--- SOURCE DATA ---
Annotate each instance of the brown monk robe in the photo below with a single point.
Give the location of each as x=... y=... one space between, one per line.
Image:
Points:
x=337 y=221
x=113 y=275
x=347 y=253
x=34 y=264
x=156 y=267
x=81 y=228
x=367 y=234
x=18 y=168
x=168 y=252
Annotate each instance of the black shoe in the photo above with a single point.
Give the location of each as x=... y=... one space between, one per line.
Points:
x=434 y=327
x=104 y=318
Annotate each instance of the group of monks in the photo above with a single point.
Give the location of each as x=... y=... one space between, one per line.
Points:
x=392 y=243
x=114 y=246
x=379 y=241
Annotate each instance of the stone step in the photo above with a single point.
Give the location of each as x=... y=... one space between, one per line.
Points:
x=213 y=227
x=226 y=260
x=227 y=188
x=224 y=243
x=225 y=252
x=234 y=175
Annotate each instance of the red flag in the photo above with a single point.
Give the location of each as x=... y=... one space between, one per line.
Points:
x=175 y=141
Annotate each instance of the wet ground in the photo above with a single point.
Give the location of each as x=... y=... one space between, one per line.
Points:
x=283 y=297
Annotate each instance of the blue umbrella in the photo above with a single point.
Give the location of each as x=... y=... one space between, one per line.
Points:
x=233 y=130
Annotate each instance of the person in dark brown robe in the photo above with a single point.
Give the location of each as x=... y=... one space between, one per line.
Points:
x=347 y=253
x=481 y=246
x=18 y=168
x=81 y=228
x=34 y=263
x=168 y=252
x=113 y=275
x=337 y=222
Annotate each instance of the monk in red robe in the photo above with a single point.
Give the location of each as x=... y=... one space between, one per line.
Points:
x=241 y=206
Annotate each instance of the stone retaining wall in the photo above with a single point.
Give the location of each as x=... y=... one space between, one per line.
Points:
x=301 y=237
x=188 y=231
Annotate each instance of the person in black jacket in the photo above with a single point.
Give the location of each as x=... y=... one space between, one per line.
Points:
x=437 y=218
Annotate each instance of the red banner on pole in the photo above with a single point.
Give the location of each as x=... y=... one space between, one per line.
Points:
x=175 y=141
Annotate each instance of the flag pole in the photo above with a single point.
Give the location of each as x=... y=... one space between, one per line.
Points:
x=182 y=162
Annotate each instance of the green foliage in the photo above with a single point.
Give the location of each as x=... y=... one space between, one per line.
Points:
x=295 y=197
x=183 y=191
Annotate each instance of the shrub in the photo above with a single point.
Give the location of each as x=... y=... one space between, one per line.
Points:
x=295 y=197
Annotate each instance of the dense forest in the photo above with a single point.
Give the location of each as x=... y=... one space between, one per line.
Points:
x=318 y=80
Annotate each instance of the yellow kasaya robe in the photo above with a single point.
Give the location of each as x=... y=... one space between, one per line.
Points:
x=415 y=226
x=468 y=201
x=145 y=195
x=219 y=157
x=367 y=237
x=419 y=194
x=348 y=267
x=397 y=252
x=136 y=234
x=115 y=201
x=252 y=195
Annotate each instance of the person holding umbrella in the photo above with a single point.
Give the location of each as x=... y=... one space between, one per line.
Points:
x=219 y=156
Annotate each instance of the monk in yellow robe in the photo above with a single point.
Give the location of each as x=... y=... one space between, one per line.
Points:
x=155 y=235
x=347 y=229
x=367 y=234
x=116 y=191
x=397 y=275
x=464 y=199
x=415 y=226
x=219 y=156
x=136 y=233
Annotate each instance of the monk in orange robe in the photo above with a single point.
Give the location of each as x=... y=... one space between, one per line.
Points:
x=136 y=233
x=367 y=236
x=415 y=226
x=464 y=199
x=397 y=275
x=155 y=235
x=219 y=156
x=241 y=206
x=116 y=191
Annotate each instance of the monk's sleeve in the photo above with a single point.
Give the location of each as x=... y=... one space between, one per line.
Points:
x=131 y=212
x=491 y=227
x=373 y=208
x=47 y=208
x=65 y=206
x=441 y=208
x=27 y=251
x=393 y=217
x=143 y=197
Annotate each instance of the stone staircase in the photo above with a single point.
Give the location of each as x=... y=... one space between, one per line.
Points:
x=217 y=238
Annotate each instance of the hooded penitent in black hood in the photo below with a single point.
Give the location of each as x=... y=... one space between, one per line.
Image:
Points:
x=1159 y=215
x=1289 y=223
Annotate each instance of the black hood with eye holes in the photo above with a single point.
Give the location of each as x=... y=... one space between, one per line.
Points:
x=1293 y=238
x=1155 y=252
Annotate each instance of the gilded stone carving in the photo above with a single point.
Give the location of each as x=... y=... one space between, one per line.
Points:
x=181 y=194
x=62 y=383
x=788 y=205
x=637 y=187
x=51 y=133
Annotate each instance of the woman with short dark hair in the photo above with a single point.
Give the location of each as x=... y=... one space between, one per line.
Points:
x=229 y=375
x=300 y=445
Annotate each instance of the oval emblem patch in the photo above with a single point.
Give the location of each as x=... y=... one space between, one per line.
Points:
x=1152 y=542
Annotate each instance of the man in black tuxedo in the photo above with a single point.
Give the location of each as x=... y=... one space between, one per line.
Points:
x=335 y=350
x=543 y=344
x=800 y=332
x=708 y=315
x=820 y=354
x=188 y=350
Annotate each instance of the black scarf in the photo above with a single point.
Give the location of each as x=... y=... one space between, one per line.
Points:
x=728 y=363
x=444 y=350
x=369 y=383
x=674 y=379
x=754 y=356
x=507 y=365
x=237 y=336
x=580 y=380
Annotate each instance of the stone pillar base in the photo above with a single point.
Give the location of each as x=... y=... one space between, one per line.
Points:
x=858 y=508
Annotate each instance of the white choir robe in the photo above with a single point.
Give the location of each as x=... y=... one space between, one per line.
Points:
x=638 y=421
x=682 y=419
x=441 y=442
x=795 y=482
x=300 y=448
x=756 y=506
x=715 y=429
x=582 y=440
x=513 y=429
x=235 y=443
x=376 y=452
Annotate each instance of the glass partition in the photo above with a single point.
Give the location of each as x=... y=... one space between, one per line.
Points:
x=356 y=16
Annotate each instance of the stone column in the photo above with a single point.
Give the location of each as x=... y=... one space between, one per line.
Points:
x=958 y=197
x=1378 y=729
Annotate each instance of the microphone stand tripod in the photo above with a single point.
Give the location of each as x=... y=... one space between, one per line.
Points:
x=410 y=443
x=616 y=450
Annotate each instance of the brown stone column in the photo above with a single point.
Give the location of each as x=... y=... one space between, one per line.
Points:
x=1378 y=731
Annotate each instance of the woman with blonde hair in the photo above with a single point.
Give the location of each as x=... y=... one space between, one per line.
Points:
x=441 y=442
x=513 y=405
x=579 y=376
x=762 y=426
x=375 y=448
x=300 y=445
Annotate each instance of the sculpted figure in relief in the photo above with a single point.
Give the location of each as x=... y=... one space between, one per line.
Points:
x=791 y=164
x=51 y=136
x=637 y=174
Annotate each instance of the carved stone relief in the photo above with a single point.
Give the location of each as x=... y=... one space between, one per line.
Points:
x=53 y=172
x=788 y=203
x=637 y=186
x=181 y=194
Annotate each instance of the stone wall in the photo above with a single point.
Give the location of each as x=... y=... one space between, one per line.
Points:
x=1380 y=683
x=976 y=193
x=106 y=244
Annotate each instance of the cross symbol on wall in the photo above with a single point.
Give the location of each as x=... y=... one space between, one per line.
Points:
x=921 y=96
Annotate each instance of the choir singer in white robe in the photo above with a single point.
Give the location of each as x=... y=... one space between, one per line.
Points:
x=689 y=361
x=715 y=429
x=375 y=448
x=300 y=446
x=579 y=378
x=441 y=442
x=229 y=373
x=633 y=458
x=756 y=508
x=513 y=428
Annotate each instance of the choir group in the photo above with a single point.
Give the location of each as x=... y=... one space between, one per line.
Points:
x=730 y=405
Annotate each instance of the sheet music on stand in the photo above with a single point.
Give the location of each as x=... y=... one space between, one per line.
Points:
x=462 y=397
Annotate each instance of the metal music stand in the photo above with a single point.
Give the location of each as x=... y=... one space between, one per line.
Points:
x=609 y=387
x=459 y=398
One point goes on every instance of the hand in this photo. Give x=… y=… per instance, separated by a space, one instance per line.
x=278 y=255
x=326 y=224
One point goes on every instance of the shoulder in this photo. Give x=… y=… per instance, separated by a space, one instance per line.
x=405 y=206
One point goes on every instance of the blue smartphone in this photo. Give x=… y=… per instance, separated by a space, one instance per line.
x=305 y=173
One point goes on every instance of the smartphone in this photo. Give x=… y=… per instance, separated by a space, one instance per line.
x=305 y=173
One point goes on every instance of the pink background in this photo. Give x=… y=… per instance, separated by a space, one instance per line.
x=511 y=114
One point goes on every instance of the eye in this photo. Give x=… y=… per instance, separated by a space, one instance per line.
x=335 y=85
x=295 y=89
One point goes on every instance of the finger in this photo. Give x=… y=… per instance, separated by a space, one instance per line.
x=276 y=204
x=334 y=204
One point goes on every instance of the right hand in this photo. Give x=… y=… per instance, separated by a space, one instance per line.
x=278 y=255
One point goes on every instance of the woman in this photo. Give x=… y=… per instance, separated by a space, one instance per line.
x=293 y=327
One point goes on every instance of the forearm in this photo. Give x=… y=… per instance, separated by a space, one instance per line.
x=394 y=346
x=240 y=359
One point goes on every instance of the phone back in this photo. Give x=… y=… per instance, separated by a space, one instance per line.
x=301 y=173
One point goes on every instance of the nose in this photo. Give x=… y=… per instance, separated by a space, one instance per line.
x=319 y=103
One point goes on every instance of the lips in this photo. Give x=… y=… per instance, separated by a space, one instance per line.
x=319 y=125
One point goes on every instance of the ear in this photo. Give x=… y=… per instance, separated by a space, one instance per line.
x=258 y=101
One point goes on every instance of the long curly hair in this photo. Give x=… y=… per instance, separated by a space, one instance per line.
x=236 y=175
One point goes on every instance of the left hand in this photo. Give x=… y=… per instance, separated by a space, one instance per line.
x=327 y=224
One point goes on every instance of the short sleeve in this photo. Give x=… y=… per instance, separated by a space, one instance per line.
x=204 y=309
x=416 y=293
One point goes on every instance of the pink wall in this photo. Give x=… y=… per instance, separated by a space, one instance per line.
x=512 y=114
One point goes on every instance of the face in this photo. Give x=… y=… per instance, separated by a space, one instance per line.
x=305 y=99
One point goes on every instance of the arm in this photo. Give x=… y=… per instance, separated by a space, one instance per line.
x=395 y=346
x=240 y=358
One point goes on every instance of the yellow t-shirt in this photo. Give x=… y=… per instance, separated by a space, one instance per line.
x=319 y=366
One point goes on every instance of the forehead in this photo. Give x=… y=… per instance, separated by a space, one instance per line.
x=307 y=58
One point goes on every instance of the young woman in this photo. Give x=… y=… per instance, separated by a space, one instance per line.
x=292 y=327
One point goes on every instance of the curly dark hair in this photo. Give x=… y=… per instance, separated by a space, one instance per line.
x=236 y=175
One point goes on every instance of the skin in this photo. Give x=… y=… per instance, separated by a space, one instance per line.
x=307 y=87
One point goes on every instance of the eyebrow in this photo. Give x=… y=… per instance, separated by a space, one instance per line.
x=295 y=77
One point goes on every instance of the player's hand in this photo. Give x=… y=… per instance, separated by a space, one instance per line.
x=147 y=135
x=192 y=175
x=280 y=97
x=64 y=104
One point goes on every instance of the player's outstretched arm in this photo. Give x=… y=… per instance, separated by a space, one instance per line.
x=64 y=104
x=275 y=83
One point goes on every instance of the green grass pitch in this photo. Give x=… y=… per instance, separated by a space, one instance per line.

--- WORK INSTRUCTIONS ---
The line with "Annotate each instance of the black shoe" marks the end; reproduce exactly every line from the start of the entries up to it, that line included.

--- RESULT OF THIS TASK ---
Annotate each instance of the brown monk robe in the photo below with a single point.
Give the location of each as x=... y=... one space between, one per line.
Image:
Points:
x=337 y=221
x=113 y=275
x=347 y=253
x=34 y=264
x=156 y=267
x=81 y=228
x=367 y=234
x=18 y=168
x=168 y=252
Annotate each instance of the black shoe in the photo above with a single point.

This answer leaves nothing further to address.